Given problem: From the records below, give the lines from the one containing "Target: wheel hub" through the one containing "x=335, y=695", both included, as a numbered list. Skip blank lines and leave the pictures out.
----------
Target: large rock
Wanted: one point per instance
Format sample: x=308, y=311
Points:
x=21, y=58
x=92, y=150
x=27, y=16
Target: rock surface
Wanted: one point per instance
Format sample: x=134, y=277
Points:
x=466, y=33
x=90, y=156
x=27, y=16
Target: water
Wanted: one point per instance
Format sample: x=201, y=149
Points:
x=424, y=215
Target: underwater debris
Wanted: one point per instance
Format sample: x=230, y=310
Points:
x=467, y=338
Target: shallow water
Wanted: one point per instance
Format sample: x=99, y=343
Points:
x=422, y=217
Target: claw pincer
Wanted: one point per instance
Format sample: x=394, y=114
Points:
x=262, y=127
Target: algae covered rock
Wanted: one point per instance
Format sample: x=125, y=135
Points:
----------
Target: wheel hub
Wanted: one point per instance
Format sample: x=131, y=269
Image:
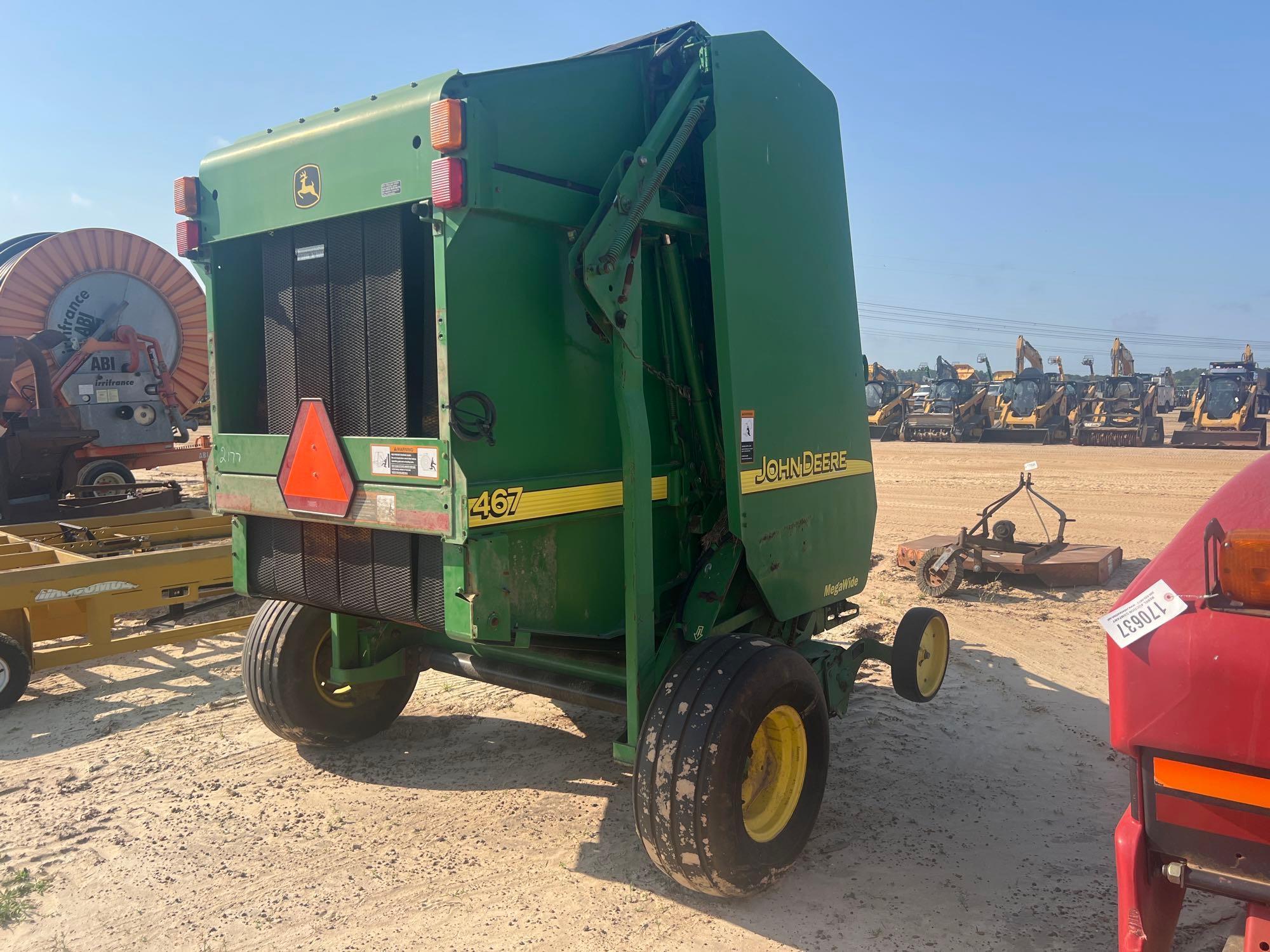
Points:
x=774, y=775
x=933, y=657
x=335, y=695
----------
Response to the exercise:
1. Target: wheel hub
2. Wanted: one point per instance
3. Format sample: x=131, y=269
4. Image:
5. Points:
6. x=774, y=775
7. x=933, y=657
8. x=335, y=695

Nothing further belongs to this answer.